» **Extracted records**:
┏━━

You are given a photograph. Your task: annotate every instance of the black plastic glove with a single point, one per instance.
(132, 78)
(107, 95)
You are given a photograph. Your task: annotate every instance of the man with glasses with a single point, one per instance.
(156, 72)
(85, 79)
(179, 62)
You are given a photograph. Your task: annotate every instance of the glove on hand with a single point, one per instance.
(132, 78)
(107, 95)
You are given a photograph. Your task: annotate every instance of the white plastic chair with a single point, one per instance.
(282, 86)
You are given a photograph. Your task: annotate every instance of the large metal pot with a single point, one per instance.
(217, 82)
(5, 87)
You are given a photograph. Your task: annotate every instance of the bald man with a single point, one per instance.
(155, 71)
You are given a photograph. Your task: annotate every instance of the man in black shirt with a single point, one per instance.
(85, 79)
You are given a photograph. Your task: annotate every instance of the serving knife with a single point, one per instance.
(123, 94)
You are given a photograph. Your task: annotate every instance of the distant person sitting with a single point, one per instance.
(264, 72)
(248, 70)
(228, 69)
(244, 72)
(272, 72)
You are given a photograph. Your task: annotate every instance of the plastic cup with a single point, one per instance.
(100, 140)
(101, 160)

┗━━

» **Exercise directions**:
Transcribe every entry exactly, omitting nothing.

» **Output of the exercise**:
You are given a photograph. Your task: annotate every instance of the black plastic glove with a single point, one per instance.
(132, 78)
(107, 95)
You are given a photograph. Your task: annotate every instance of the man with glasses with a single point, one per instance.
(156, 72)
(85, 79)
(179, 62)
You are given a photograph. Your task: annotate every instance of the glove on hand with a single point, one per instance.
(132, 78)
(107, 95)
You are given a photograph. Your task: annotate every instance of the white plastic chair with a single point, one per instance.
(282, 86)
You are given a photograph. Your task: annotate every instance of the large metal pot with a single point, one per instance.
(217, 82)
(5, 87)
You are given a photograph. Your task: annotate every instance of the bald man with a single point, one per instance.
(155, 71)
You are given a photograph. Your task: annotate every instance of the man in black shirt with a single point, one per instance.
(85, 79)
You are given a photograph. Your task: annotate every instance of the serving knife with a single point, one per instance.
(123, 94)
You are given a photograph. Your task: annotate every instance of the distant person sitting with a single point, one per instance.
(264, 72)
(248, 70)
(228, 69)
(244, 72)
(272, 72)
You are given a photograph. Your task: annotate every instance of the plastic cup with a single point, one per instance.
(100, 140)
(101, 160)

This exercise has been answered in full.